:: Your goal ::
Copy out each line of the data below that contains the string "metal". Case counts.

:: Provided information ::
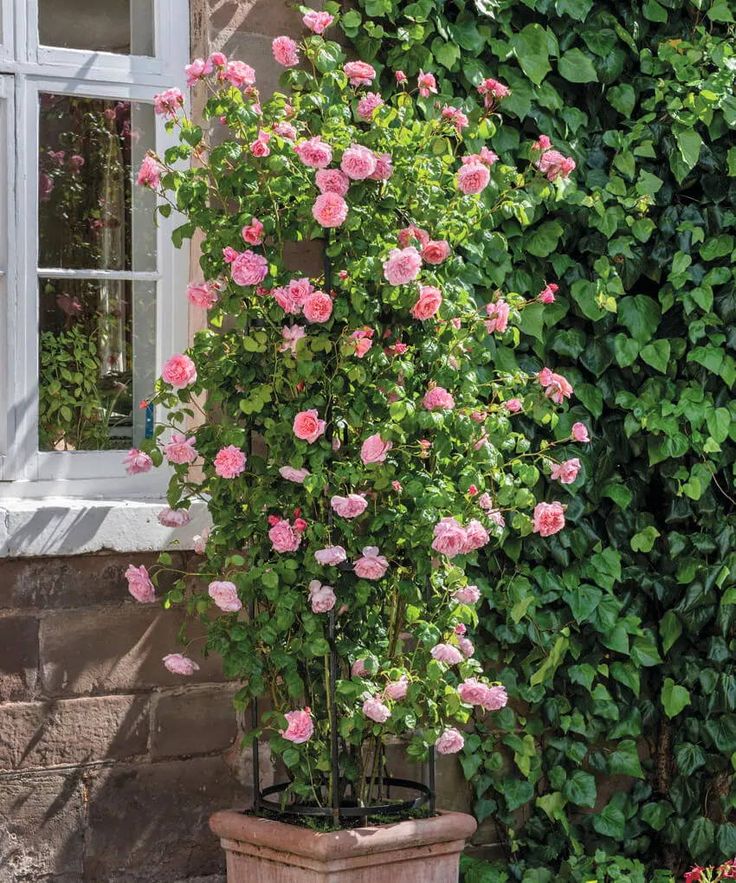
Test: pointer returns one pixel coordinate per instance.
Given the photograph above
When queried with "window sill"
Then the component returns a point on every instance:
(66, 526)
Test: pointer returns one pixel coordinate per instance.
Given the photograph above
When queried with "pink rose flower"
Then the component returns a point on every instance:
(225, 596)
(359, 73)
(229, 462)
(446, 653)
(318, 22)
(473, 178)
(358, 162)
(178, 664)
(321, 598)
(307, 426)
(332, 181)
(374, 709)
(330, 210)
(285, 51)
(299, 726)
(370, 565)
(450, 742)
(137, 462)
(249, 268)
(349, 507)
(284, 538)
(374, 449)
(295, 475)
(566, 472)
(438, 399)
(402, 265)
(314, 153)
(331, 556)
(180, 449)
(140, 585)
(548, 518)
(430, 300)
(317, 307)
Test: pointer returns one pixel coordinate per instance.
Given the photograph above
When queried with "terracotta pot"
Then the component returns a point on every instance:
(415, 851)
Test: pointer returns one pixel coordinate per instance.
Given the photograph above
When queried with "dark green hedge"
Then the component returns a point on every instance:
(616, 638)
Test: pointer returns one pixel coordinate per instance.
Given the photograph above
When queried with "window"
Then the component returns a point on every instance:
(87, 276)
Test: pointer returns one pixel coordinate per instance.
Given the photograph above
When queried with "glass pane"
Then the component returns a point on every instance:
(97, 363)
(121, 26)
(92, 215)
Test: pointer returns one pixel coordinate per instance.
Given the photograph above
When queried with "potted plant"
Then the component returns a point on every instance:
(357, 443)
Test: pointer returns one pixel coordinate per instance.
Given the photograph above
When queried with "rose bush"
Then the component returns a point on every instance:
(353, 440)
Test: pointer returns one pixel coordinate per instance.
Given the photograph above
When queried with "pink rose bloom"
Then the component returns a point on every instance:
(291, 335)
(359, 73)
(149, 173)
(140, 585)
(299, 726)
(498, 317)
(318, 22)
(374, 709)
(249, 268)
(168, 102)
(402, 265)
(349, 507)
(314, 153)
(253, 232)
(467, 595)
(436, 251)
(225, 596)
(202, 294)
(548, 518)
(369, 104)
(284, 538)
(449, 537)
(332, 181)
(136, 462)
(438, 399)
(446, 653)
(330, 210)
(358, 162)
(580, 432)
(307, 426)
(285, 51)
(427, 84)
(178, 664)
(476, 536)
(317, 307)
(450, 742)
(322, 598)
(174, 517)
(374, 449)
(370, 565)
(397, 690)
(566, 472)
(473, 178)
(331, 556)
(229, 462)
(180, 449)
(295, 475)
(430, 300)
(547, 294)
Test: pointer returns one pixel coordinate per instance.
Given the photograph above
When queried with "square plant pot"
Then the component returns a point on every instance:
(415, 851)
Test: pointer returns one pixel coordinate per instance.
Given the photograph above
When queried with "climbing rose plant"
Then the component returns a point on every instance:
(345, 425)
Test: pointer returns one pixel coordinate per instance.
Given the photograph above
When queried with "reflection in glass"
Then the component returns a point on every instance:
(91, 213)
(97, 359)
(121, 26)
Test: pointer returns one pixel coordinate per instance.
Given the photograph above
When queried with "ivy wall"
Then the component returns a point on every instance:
(616, 638)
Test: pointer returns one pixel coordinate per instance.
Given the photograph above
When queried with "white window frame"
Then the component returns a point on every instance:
(24, 470)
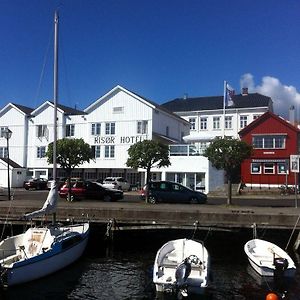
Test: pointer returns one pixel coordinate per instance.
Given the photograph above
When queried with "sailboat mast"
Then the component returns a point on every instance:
(55, 92)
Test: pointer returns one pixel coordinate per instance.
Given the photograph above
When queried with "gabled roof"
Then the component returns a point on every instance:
(216, 102)
(264, 117)
(62, 108)
(12, 164)
(21, 108)
(146, 101)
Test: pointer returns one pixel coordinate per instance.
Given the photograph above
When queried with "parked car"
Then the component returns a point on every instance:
(61, 181)
(171, 192)
(90, 190)
(35, 183)
(118, 183)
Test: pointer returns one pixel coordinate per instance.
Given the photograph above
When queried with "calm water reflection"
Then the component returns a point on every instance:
(124, 271)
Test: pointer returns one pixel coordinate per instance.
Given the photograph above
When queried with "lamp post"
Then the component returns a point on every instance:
(7, 134)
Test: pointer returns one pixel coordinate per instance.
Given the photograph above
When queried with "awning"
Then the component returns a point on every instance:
(198, 137)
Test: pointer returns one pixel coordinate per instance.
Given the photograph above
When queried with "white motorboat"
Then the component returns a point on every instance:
(266, 258)
(41, 251)
(182, 265)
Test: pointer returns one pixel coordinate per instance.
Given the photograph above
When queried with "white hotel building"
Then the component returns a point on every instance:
(114, 122)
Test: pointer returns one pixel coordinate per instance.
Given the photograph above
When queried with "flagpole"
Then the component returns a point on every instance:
(224, 105)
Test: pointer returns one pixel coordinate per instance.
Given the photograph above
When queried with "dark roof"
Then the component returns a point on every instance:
(69, 110)
(11, 162)
(25, 109)
(216, 102)
(263, 117)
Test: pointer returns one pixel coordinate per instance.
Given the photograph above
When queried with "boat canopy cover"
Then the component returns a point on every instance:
(49, 206)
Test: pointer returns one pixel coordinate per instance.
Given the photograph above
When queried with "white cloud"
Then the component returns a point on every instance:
(283, 96)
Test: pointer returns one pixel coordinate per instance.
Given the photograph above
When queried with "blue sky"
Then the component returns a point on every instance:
(158, 49)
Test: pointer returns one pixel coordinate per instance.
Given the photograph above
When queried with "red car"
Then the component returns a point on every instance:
(90, 190)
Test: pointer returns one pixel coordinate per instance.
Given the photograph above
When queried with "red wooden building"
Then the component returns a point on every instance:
(274, 140)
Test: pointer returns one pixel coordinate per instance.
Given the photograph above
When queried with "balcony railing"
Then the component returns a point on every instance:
(185, 150)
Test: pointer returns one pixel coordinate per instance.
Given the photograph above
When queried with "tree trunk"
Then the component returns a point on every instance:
(229, 190)
(148, 179)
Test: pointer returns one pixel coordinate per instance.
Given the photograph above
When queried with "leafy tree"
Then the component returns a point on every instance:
(227, 154)
(70, 153)
(147, 154)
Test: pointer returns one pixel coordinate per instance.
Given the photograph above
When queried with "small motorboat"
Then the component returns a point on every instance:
(182, 266)
(267, 259)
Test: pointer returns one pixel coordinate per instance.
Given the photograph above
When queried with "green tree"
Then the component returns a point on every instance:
(70, 153)
(227, 154)
(147, 154)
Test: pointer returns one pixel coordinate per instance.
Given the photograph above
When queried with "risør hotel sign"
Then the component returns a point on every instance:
(109, 140)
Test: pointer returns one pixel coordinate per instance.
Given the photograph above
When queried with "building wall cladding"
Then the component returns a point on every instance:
(124, 109)
(270, 125)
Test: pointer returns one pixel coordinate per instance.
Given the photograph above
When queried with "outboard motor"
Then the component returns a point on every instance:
(281, 264)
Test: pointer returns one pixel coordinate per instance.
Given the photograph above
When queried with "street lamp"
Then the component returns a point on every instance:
(7, 134)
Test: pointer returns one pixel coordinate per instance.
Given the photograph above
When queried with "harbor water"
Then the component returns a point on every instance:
(123, 269)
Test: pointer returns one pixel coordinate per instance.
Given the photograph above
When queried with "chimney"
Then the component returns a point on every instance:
(292, 117)
(245, 91)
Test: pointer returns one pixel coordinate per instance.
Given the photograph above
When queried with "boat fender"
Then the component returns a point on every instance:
(281, 264)
(272, 296)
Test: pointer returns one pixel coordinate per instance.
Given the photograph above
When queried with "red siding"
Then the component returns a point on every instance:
(269, 124)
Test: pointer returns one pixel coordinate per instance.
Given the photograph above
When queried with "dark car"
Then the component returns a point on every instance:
(35, 183)
(171, 192)
(90, 190)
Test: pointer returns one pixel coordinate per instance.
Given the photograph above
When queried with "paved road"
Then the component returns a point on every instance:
(133, 197)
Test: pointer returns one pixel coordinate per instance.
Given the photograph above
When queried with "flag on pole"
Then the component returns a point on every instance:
(228, 95)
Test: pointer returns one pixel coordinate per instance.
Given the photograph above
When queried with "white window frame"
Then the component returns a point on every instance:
(243, 121)
(41, 152)
(142, 127)
(95, 128)
(3, 152)
(228, 122)
(192, 122)
(109, 151)
(258, 166)
(2, 131)
(269, 168)
(70, 130)
(41, 131)
(286, 168)
(216, 123)
(110, 128)
(203, 123)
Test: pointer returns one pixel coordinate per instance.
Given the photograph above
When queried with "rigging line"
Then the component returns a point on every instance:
(43, 67)
(292, 233)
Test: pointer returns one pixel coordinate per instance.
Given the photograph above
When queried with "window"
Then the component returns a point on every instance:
(255, 168)
(110, 128)
(228, 122)
(118, 110)
(96, 151)
(3, 152)
(2, 130)
(203, 123)
(109, 152)
(282, 168)
(95, 128)
(193, 123)
(269, 168)
(41, 131)
(70, 130)
(142, 127)
(269, 142)
(41, 152)
(216, 122)
(243, 121)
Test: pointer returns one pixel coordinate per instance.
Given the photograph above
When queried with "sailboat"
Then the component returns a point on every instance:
(40, 251)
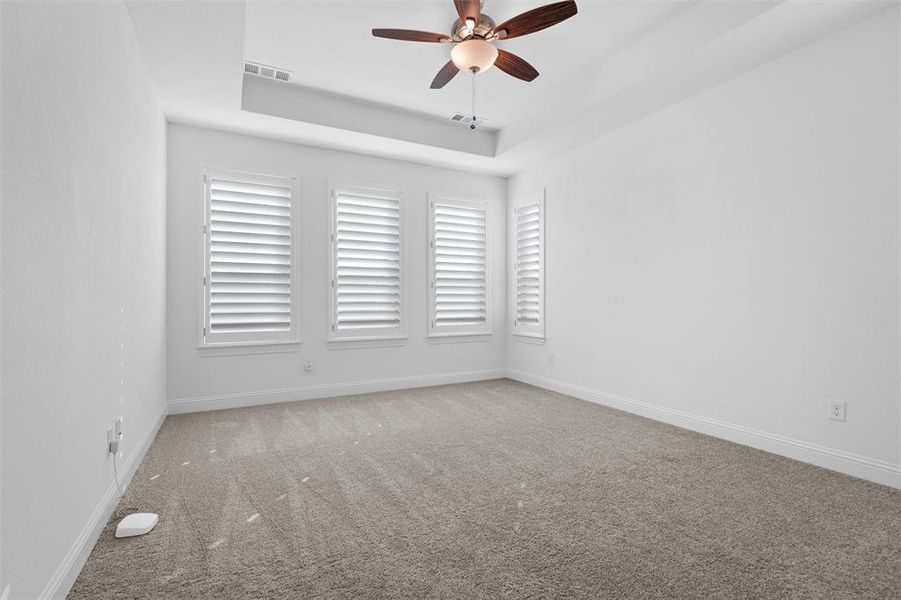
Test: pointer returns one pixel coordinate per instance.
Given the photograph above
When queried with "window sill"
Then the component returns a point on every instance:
(231, 349)
(459, 338)
(376, 342)
(529, 338)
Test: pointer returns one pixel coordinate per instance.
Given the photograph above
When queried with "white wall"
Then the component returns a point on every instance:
(735, 256)
(83, 276)
(197, 381)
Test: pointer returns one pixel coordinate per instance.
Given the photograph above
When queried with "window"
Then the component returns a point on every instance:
(249, 272)
(366, 264)
(458, 275)
(529, 267)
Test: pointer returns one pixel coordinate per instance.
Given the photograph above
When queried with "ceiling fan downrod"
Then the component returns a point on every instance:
(473, 124)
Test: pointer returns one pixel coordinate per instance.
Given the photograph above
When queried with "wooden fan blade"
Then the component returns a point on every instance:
(511, 64)
(468, 9)
(411, 35)
(536, 19)
(446, 73)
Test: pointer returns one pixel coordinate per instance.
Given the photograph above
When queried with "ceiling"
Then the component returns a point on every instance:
(302, 37)
(611, 64)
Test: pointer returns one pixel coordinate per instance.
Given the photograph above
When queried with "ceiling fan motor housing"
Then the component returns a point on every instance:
(460, 30)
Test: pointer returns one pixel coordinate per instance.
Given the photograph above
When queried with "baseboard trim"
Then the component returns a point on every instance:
(67, 572)
(328, 390)
(871, 469)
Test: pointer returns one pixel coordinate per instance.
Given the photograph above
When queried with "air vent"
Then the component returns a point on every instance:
(267, 71)
(466, 119)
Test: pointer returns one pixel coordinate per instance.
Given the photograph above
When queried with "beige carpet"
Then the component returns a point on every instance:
(486, 490)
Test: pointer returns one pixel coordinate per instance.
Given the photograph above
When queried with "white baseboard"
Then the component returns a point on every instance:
(863, 467)
(68, 570)
(328, 390)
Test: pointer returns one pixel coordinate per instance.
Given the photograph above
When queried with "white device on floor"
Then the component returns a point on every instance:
(136, 524)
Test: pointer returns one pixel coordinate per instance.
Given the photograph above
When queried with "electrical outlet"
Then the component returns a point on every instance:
(837, 409)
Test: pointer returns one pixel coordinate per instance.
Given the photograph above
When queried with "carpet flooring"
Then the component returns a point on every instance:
(486, 490)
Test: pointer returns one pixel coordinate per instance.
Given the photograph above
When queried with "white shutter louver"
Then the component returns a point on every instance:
(459, 299)
(249, 276)
(366, 264)
(529, 318)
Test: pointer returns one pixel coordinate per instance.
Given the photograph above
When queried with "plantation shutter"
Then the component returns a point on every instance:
(459, 267)
(249, 278)
(367, 264)
(529, 268)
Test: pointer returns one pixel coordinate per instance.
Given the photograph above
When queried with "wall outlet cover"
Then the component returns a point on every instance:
(837, 409)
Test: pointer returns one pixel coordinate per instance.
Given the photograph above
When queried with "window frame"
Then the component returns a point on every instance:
(238, 343)
(529, 332)
(459, 331)
(376, 337)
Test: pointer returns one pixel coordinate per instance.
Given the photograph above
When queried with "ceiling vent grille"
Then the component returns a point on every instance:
(267, 71)
(466, 119)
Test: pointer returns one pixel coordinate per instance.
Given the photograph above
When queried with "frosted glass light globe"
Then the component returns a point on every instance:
(474, 55)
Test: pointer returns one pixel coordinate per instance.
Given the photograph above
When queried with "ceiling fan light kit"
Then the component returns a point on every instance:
(474, 34)
(474, 55)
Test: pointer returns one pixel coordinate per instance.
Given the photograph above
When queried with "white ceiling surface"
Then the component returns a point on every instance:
(610, 65)
(329, 46)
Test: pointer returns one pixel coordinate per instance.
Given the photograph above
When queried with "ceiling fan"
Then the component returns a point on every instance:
(473, 36)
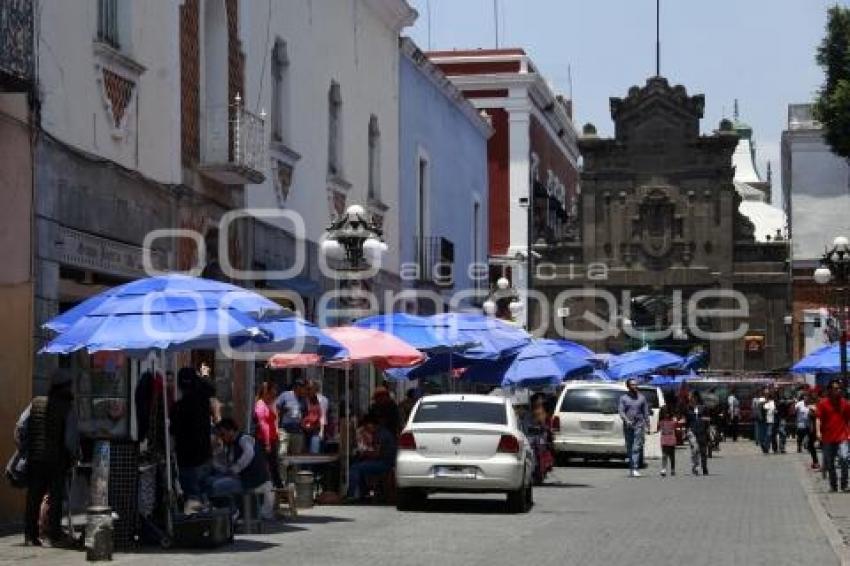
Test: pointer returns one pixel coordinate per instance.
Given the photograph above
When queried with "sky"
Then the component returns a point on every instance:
(758, 51)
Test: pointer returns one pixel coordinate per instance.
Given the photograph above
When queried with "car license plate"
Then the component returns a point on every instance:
(464, 472)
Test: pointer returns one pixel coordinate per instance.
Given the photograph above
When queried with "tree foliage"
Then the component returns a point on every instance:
(832, 107)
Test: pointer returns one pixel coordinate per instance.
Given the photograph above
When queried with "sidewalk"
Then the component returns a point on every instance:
(831, 509)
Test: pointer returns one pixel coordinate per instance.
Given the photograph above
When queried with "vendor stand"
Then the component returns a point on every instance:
(149, 319)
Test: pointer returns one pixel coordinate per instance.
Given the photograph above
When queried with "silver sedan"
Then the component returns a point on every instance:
(464, 443)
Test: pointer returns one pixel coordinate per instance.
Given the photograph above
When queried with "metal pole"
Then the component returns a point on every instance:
(843, 333)
(169, 528)
(657, 38)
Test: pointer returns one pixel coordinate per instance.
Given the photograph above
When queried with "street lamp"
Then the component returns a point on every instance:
(835, 266)
(353, 237)
(500, 293)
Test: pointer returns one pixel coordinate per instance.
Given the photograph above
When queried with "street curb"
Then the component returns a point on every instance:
(836, 541)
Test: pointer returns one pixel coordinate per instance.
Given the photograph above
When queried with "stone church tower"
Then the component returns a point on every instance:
(660, 222)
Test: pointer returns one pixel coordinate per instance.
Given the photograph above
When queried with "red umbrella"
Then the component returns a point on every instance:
(364, 345)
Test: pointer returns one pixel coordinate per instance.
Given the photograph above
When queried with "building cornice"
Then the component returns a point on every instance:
(396, 14)
(444, 85)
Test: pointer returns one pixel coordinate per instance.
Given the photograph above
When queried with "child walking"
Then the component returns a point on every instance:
(667, 428)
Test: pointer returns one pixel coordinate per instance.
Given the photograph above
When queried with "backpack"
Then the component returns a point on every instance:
(16, 468)
(312, 421)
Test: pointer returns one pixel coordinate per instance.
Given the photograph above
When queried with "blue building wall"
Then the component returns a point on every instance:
(434, 125)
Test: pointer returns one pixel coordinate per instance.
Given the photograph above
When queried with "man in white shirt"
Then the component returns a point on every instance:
(734, 408)
(291, 406)
(769, 440)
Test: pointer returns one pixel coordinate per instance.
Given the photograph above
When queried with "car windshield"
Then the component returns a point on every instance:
(651, 394)
(461, 412)
(596, 400)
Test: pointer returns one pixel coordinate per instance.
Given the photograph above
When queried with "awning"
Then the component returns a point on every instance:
(302, 285)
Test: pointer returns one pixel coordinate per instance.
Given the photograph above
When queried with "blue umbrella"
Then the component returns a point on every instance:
(292, 335)
(641, 362)
(420, 332)
(823, 360)
(695, 361)
(490, 337)
(574, 348)
(165, 313)
(542, 362)
(477, 338)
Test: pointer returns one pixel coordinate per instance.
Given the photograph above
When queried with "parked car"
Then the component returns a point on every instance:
(586, 422)
(464, 443)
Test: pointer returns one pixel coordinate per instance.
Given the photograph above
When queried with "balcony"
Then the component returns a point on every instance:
(436, 258)
(234, 145)
(16, 45)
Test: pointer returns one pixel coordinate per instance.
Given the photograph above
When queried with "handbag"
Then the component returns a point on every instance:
(17, 470)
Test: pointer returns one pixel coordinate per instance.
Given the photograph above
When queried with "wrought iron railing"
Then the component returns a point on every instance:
(16, 43)
(234, 136)
(435, 256)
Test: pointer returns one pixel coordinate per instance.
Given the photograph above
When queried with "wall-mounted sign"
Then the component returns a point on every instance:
(94, 253)
(754, 344)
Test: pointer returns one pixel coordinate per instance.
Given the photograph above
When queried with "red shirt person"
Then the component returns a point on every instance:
(833, 431)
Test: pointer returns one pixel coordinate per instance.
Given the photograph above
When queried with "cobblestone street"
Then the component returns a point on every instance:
(752, 510)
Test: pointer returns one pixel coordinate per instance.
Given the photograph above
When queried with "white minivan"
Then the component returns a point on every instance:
(587, 423)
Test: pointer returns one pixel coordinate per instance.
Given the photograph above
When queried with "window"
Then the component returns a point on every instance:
(280, 90)
(461, 412)
(374, 158)
(596, 400)
(334, 130)
(107, 22)
(422, 182)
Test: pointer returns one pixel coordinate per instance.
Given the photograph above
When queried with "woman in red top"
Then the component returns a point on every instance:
(266, 419)
(833, 416)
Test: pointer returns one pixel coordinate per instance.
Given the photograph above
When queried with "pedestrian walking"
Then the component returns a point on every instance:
(734, 412)
(634, 410)
(833, 414)
(266, 432)
(811, 402)
(758, 417)
(801, 422)
(698, 423)
(667, 430)
(52, 439)
(769, 440)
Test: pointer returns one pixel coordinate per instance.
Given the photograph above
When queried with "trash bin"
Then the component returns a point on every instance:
(304, 489)
(99, 542)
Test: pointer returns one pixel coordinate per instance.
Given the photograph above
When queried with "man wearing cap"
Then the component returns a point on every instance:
(52, 439)
(291, 405)
(634, 411)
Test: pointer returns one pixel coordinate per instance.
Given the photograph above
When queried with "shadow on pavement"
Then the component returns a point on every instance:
(474, 506)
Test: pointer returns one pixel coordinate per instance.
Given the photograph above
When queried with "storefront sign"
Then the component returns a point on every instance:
(753, 344)
(101, 254)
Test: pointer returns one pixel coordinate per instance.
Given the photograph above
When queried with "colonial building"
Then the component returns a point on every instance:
(532, 155)
(816, 198)
(443, 182)
(17, 114)
(326, 76)
(660, 222)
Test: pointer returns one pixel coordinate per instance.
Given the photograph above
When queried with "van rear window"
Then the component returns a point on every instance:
(596, 400)
(461, 412)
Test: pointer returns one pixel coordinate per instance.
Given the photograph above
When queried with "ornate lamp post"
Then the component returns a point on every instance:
(354, 238)
(835, 266)
(503, 292)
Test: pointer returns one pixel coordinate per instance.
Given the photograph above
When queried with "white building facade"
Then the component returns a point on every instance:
(325, 74)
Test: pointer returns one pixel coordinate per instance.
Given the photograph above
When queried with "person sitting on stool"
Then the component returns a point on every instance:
(374, 463)
(245, 468)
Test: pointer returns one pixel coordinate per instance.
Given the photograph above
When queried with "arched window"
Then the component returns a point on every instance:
(334, 130)
(374, 158)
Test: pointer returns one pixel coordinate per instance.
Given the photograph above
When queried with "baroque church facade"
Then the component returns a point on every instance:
(664, 257)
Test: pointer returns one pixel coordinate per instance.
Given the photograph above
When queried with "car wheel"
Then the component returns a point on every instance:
(409, 499)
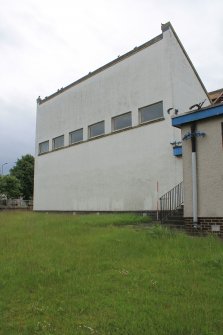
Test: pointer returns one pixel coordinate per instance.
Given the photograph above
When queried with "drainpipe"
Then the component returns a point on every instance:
(194, 173)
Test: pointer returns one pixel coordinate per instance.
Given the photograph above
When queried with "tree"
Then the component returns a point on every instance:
(10, 187)
(24, 172)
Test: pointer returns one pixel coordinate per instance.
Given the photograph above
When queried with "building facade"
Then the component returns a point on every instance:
(103, 142)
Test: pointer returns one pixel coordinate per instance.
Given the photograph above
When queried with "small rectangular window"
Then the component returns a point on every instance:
(122, 121)
(76, 136)
(96, 129)
(43, 147)
(151, 112)
(58, 142)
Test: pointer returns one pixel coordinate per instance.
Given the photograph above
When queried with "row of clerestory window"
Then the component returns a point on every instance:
(146, 114)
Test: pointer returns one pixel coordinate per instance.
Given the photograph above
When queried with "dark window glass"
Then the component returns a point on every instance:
(122, 121)
(151, 112)
(58, 142)
(97, 129)
(76, 136)
(43, 147)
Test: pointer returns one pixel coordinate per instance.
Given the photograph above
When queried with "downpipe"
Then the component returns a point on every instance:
(194, 175)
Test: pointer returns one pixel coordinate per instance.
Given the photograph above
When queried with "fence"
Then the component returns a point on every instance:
(16, 203)
(170, 201)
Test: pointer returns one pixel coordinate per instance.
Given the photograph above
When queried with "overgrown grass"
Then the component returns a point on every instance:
(62, 274)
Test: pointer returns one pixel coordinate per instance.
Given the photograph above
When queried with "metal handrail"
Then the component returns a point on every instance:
(171, 201)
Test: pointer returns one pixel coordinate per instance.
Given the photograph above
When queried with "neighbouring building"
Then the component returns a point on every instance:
(202, 134)
(103, 142)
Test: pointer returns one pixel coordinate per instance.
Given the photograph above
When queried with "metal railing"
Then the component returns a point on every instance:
(171, 201)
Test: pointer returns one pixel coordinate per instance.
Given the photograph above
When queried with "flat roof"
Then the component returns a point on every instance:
(197, 115)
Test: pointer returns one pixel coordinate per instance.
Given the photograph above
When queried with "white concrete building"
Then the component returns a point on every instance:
(202, 168)
(103, 142)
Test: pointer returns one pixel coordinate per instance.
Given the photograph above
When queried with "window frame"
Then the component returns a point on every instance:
(41, 143)
(140, 110)
(94, 124)
(72, 132)
(53, 142)
(119, 116)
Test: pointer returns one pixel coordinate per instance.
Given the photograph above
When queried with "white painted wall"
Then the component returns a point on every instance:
(118, 171)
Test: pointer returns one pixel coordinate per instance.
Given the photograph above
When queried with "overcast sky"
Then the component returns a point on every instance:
(47, 44)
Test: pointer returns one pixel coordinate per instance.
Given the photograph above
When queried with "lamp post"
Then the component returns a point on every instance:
(2, 167)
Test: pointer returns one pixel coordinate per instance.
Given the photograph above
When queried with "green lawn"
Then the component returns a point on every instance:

:: Reply ::
When queried with "metal pole"
When queried with "metal handrail"
When queried with "metal railing"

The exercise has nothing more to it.